--- TAREFAS A REALIZAR ---
A - Segundo o trecho sobre o grupo Mães pela Diversidade, quantos participantes a organização tem hoje no Rio?
B - Transcreva, do trecho sobre o grupo Mães pela Diversidade, a passagem que começa em "As Mães pela" e segue até "de cem participantes.".
C - Dê prosseguimento ao texto sobre o grupo Mães pela Diversidade, a partir do ponto em que ele termina.

--- TRECHO FORNECIDO ---
———
Mães pela Diversidade

As Mães pela Diversidade estavam entre as entidades que protestaram em frente à escola de Nicole depois do caso de transfobia. No Rio, a organização tem hoje mais de cem participantes.

— Nosso objetivo é reunir famílias que estejam precisando de informação e acolhimento — explica Maria Cecília, coordenadora do Mães pela Diversidade Rio, mãe de um adolescente trans do Colégio Universitário Geraldo Achilles Reis, da Universidade Federal Fluminense (Coluni/UFF).

A administradora Maria Tereza Dourado entrou para o grupo há uma semana. Ela é mãe de Lucas Dourado, de 15 anos, aluno do 1º ano do ensino médio, que relata ter sido vítima de transfobia várias vezes no Colégio Intellectus de Vila Isabel, onde estudava.
———
--- LINHAS BRUTAS ---
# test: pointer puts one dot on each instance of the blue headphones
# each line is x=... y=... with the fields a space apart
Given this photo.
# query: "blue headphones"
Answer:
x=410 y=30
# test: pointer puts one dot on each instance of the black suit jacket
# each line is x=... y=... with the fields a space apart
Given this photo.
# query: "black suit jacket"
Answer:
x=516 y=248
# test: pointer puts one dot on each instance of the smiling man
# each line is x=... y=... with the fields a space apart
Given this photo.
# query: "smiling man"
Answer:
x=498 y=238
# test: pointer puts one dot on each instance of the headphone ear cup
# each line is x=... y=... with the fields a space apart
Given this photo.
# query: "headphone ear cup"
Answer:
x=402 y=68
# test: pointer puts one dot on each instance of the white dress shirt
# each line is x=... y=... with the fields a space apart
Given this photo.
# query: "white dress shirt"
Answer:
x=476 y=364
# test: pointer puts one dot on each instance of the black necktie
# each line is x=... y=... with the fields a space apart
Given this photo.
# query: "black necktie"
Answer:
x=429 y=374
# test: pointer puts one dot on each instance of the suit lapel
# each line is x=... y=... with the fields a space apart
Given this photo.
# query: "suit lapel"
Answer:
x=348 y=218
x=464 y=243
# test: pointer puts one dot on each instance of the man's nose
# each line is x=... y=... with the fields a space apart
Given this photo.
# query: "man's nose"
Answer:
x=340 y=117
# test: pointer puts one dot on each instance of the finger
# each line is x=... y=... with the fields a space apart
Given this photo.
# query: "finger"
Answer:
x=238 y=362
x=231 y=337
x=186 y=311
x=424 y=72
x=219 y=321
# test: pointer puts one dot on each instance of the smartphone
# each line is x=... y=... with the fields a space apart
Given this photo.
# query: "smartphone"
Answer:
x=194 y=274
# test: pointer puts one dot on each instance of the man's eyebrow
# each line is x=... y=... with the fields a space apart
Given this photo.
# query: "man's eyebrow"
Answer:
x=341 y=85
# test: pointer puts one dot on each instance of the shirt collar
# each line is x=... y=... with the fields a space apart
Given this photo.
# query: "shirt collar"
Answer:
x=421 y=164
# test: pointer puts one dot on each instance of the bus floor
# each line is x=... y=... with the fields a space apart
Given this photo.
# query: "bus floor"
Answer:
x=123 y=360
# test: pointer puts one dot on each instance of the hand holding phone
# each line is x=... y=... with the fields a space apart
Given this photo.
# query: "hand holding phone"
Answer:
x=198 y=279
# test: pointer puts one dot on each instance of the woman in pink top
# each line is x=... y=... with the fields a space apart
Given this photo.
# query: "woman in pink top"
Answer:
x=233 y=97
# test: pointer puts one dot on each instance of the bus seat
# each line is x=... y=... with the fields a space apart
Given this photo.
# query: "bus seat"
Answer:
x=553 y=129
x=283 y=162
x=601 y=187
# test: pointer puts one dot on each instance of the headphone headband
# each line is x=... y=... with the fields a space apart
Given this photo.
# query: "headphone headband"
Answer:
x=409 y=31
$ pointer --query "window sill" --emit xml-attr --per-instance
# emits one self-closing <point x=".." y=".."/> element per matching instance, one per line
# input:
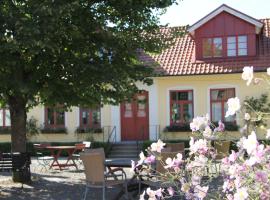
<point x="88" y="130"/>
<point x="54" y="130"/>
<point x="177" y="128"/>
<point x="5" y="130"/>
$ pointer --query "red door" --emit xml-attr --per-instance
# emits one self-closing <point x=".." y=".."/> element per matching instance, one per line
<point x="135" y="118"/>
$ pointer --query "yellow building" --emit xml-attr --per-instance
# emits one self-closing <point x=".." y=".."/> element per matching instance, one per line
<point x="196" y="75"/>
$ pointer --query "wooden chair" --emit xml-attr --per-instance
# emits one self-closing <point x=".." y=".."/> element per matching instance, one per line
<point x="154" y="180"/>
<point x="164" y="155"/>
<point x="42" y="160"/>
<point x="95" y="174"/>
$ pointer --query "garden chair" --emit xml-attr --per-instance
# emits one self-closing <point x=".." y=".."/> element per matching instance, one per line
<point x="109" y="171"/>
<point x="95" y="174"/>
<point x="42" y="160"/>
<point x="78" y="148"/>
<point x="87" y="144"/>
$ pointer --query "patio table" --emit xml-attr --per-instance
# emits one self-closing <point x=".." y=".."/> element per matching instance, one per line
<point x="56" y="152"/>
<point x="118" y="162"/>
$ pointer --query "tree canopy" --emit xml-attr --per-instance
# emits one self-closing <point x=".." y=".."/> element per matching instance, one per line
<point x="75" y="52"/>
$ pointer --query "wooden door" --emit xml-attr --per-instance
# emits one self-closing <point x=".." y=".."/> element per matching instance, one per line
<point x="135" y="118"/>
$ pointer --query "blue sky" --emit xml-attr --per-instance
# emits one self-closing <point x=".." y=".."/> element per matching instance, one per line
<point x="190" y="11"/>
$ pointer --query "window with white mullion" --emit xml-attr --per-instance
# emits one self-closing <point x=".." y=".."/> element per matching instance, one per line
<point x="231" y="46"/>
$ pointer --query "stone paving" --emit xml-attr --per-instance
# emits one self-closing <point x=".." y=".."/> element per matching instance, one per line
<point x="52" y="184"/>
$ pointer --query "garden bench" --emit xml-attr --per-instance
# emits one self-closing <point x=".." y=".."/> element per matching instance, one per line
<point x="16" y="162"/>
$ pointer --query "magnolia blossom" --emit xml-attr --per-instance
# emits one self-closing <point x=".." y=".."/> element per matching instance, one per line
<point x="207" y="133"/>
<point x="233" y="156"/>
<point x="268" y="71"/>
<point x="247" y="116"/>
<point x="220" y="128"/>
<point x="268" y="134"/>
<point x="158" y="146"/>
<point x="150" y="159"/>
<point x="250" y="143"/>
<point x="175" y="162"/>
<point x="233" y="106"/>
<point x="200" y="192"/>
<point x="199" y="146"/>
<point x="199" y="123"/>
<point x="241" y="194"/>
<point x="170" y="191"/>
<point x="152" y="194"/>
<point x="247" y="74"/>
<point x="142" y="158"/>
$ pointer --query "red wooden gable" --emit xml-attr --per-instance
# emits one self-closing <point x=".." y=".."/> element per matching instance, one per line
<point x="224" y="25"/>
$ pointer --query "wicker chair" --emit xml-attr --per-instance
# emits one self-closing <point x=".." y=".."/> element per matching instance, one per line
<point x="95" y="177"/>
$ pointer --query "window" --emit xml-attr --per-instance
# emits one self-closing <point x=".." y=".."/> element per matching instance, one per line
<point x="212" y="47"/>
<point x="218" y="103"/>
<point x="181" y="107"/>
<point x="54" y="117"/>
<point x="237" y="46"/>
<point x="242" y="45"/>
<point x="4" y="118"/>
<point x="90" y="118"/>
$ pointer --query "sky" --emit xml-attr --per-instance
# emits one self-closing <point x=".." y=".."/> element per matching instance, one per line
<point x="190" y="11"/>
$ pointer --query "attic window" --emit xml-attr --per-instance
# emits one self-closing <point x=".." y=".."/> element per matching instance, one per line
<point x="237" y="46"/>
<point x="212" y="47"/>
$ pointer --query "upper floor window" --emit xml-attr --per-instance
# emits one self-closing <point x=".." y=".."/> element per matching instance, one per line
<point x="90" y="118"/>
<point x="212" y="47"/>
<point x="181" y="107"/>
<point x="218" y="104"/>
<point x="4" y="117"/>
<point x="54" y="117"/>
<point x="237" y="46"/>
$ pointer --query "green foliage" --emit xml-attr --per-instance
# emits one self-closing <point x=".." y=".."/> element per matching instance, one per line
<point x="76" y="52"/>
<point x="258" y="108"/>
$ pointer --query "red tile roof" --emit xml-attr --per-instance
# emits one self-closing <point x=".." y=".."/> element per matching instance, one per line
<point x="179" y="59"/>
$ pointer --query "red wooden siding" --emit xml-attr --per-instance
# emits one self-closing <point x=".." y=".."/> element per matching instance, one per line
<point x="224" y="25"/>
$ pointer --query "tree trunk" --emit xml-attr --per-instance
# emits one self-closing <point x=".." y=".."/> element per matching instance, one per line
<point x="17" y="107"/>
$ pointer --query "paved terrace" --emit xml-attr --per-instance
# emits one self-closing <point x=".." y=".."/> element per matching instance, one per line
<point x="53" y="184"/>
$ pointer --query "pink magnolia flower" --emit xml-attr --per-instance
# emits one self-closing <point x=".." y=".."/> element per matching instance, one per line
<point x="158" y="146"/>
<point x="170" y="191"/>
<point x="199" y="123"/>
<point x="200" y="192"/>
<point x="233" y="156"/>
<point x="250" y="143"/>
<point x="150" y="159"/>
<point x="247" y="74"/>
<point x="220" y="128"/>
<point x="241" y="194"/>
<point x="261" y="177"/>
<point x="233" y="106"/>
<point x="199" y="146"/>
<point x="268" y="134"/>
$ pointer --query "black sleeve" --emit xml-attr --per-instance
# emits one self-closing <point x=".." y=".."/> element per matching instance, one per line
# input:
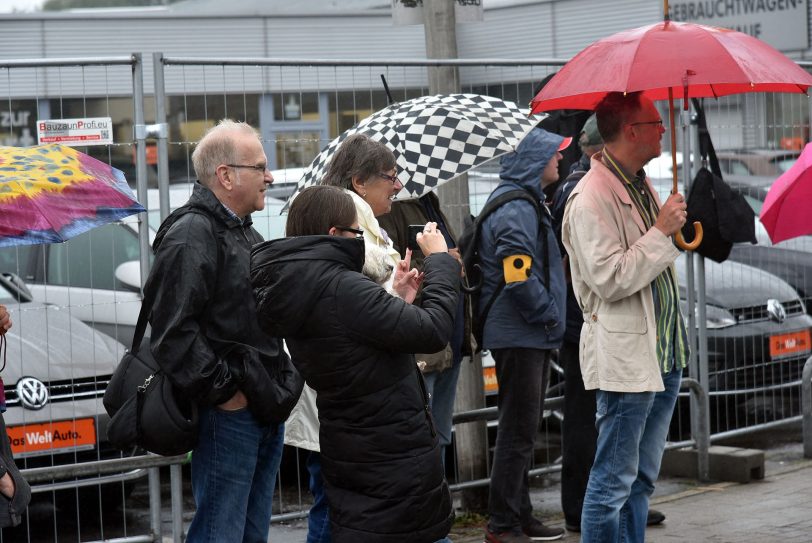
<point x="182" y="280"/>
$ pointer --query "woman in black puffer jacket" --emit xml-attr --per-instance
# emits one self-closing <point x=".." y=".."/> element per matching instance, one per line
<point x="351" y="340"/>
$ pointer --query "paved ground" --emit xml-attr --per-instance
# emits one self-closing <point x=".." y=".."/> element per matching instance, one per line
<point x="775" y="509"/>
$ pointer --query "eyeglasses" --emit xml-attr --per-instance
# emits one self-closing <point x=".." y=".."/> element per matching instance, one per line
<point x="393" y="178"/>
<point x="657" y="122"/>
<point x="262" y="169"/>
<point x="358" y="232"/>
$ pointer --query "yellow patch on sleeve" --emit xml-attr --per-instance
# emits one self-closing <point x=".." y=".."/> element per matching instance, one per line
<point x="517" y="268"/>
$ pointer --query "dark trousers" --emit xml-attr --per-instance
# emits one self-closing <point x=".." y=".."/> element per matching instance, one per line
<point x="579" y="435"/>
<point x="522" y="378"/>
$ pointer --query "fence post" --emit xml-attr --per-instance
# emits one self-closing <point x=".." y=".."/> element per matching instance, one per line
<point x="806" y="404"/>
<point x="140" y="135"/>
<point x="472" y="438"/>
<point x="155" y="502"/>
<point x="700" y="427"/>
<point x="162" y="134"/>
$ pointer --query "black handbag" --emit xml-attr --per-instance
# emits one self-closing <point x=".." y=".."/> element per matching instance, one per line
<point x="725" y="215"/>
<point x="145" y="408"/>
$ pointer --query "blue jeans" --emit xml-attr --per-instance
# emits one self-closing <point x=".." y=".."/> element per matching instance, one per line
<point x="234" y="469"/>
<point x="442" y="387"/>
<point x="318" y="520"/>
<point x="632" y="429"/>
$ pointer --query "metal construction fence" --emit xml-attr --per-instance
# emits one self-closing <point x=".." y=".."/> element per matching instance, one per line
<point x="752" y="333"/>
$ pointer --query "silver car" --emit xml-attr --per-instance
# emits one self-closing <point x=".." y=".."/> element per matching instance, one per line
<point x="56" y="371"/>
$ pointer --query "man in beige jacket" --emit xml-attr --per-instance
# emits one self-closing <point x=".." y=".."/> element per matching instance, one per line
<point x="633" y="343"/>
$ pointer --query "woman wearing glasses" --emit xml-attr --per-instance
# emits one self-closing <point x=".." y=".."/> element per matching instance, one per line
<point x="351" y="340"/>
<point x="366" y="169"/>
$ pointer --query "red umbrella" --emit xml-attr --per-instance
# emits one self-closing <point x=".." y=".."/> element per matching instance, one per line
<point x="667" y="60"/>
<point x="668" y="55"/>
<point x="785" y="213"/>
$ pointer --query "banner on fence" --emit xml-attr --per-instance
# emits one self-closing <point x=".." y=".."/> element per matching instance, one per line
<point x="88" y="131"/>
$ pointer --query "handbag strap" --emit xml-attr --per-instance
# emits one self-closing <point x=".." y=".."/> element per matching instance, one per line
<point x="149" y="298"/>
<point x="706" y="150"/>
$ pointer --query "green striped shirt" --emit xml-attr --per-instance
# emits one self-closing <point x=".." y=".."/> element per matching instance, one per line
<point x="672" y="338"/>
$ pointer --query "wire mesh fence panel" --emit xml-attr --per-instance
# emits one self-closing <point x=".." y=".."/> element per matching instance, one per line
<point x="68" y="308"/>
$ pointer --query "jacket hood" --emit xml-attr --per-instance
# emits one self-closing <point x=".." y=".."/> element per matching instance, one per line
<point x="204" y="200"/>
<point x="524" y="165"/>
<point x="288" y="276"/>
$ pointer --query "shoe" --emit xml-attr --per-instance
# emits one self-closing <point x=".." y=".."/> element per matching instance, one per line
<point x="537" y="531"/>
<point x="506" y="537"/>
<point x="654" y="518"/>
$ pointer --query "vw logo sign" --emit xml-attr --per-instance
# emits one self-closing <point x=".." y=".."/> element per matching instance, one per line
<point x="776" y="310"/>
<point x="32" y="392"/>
———
--- RESPOSTAS ---
A - Mais de cem participantes.

B -
As Mães pela Diversidade estavam entre as entidades que protestaram em frente à escola de Nicole depois do caso de transfobia. No Rio, a organização tem hoje mais de cem participantes.

C -
Um dos episódios começou quando Lucas pediu a um inspetor a retificação de uma lista de chamada. A escola argumentou que a Seeduc tinha decidido que, enquanto ele não fizesse a retificação, o nome da lista teria de ser o de registro. Lucas contou para a mãe, que enviou à escola a resolução do MEC dizendo o contrário.

— O inspetor reapareceu na sala e disse: “Em respeito aos alunos que já assinaram a lista, vou explicar: o colega de vocês veio com o nome errado na lista. Na verdade, veio com o nome certo, porque o nome certo é o de registro. Mas ele insistiu” — conta Lucas.

Dias depois, Lucas tentou suicídio. Após quatro dias de internação, mudou para outro colégio, onde hoje se sente feliz. E o caso de transfobia foi registrado na Delegacia de Crimes Raciais e Delitos de Intolerância (Decradi).

— É uma série de violências que começa pelo uso do pronome. As pessoas acertam pronome até de cachorro, quando perguntam se é macho ou fêmea. Mas não acertam com gente — diz Lucas.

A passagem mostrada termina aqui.